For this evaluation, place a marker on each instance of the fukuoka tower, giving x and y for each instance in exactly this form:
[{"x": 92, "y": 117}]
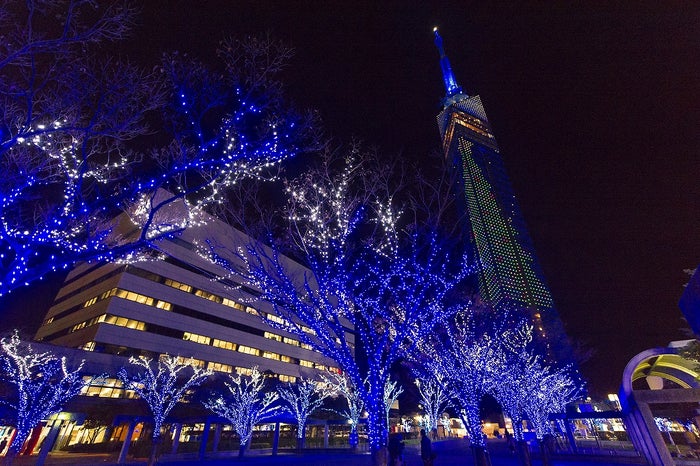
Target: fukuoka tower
[{"x": 509, "y": 277}]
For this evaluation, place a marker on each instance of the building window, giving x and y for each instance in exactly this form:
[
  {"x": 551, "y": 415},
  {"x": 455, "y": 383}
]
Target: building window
[
  {"x": 209, "y": 296},
  {"x": 271, "y": 355},
  {"x": 190, "y": 361},
  {"x": 219, "y": 367},
  {"x": 178, "y": 285},
  {"x": 224, "y": 344},
  {"x": 166, "y": 306},
  {"x": 290, "y": 341},
  {"x": 273, "y": 336},
  {"x": 248, "y": 350},
  {"x": 201, "y": 339}
]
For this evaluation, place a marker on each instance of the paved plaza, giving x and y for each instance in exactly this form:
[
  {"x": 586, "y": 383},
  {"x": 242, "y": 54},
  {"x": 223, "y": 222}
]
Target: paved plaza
[{"x": 449, "y": 453}]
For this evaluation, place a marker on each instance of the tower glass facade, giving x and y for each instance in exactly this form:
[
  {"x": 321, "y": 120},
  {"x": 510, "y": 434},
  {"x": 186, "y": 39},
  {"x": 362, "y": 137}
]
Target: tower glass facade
[{"x": 510, "y": 279}]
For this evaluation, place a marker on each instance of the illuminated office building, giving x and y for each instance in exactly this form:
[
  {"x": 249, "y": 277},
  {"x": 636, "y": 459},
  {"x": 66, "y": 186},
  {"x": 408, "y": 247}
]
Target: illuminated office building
[
  {"x": 179, "y": 305},
  {"x": 509, "y": 277}
]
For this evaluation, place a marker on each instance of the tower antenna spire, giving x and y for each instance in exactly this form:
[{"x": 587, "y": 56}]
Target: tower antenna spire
[{"x": 448, "y": 76}]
------------------------------------------------
Can you copy every row above verbatim, leaving out the picture?

For this evaluation, place a marker on each instance of the fukuoka tower, giving x and y for each instance in exactly this form:
[{"x": 92, "y": 117}]
Target: fukuoka tower
[{"x": 509, "y": 277}]
For this evaluation, place a marker on each instance of the building window, giving x and y for each instance in exactly this form:
[
  {"x": 551, "y": 415},
  {"x": 455, "y": 383}
]
Target: building window
[
  {"x": 209, "y": 296},
  {"x": 271, "y": 355},
  {"x": 190, "y": 361},
  {"x": 219, "y": 367},
  {"x": 178, "y": 285},
  {"x": 224, "y": 344},
  {"x": 166, "y": 306},
  {"x": 290, "y": 341},
  {"x": 273, "y": 336},
  {"x": 248, "y": 350},
  {"x": 201, "y": 339}
]
For this evaluation, place a marker on each instance of the paved plaza, giving x and y for each instance in exactly this form:
[
  {"x": 586, "y": 383},
  {"x": 242, "y": 54},
  {"x": 223, "y": 222}
]
Target: paved plaza
[{"x": 449, "y": 453}]
For this evaluation, place a marker on each instance of the tower glass facade, giving x and y for each instance in exactly this form:
[
  {"x": 321, "y": 120},
  {"x": 510, "y": 434},
  {"x": 186, "y": 39},
  {"x": 362, "y": 137}
]
Target: tower glass facade
[{"x": 510, "y": 279}]
For this evaluation, place a marker on each instance of the illuminated office building, giving x and y for each instance in exactly this form:
[
  {"x": 249, "y": 277},
  {"x": 636, "y": 459},
  {"x": 66, "y": 186},
  {"x": 408, "y": 247}
]
Target: illuminated office building
[
  {"x": 179, "y": 305},
  {"x": 509, "y": 277}
]
For this evaluation, place a marker on each instance of the tower antenna spire, giving x and y for each instance in exactly this form:
[{"x": 587, "y": 56}]
Target: tower antenna spire
[{"x": 448, "y": 76}]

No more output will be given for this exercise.